What this exercise asks:
A. Retype the Joseph Gabet text from "In 1844, together" to "in August 1845." without any changes.
B. List every person the Joseph Gabet text identifies as a Lazarite missionary.

Document segment:
--- --- ---

Joseph Gabet
Joseph Gabet (Chinese name QIN Gabi 秦噶哔,born 4 December 1808 at Nevy-sur-Seille, in the Jura, France, died 1853) was a French Catholic missionary belonging to the Congregation of the Mission Order, known as the Lazarites. He was active in Northern China and then Mongolia. He travelled to Tibet with Évariste Huc. After returning to Europe he was subsequently sent by the Order to Brazil, where he died in Rio de Janeiro in 1853.
Biography
Joseph Gabet was ordained priest in 1833 and joined the Lazarite order. In 1834, in company with his fellow Lazarite missionaries Jean-Gabriel Perboyre and Joseph Perry, he travelled to China.[1] After arriving in Macao in 1835 he learned Chinese before being sent to Tartary in the north of the Chinese Empire, later known as Manchuria.
In 1844, together with Évariste Huc, another Lazarite missionary, and a young Mongol lama, he set out on a journey westward to explore "Mongol Tartary". They stayed for six months in the monastery of Kounboum near Koukou-Noor (Lake Qinghai), learning the Tibetan language and studying the Buddhist religion, before setting out for Tibet in August 1845.
They attached themselves to the caravan of the Dalai Lama's emissary returning from Peking (Beijing). Crossing the high plateaux in midwinter Gabet came close to dying of cold. The caravan reached Lhasa at the end of 1845. Évariste Huc described the journey in his book "Souvenirs d’un voyage dans la Tartarie, le Thibet et la Chine pendant les années 1844, 1845 et 1846" ("Memories of a journey through Tartary, Tibet and China in 1844, 1845 and 1846").[2]
Although well received by the Minister-Regent who governed Tibet in the name of the Dalai Lama, the missionaries aroused the suspicion of Qishan, the Chinese Emperor's resident representative in Tibet, who secured their expulsion in February 1846. Gabet and Huc were sent with an official escort via "Ta-Tsien-Lou" (Kangding) and Chengdu to Canton, arriving there in September 1846. Huc described the journey to Canton in his book "L'empire chinois" ("The Chinese Empire").[3]
Gabet hoped to secure permission from the Chinese and Tibetan authorities for himself and Huc to return to Tibet but was ordered to return to Europe without delay in order to help resolve the dispute that had arisen between the Lazarite order and the Missions étrangères over the reallocation of responsibility for mission work in Tibet after Gabet et Huc were thought to have disappeared.[4]
Gabet's 90 page report addressed to the Pope, "Coup d'œil sur l'état des missions de Chine présenté au Saint-Père le pape Pie IX" ("View of the state of the missions in China presented to the Holy Father Pope Pius IX"), published in France in 1848, was severely critical of the state of the Catholic mission to China and its future prospects. Christian missionaries had returned to China at the start of the 19th century after a long absence that followed the end of the Jesuit mission when the Order was dissolved by the Pope in 1773). In spite of the 1735 edict proscribing Christian worship, Christian communities were broadly tolerated provided that they remained discreet. Nevertheless, Jean-Gabriel Perboyre had been executed in public in Wuhan in 1840. The edict of official tolerance appended to the Treaty of Whampoa (Huangpu) between France and China was only promulgated in 1844.

--- --- ---

Source data:

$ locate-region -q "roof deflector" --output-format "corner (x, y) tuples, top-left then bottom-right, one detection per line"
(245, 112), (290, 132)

--- --- ---

Responses to the tasks:
A.
In 1844, together with Évariste Huc, another Lazarite missionary, and a young Mongol lama, he set out on a journey westward to explore "Mongol Tartary". They stayed for six months in the monastery of Kounboum near Koukou-Noor (Lake Qinghai), learning the Tibetan language and studying the Buddhist religion, before setting out for Tibet in August 1845.

B. Joseph Gabet, Jean-Gabriel Perboyre, Joseph Perry, Évariste Huc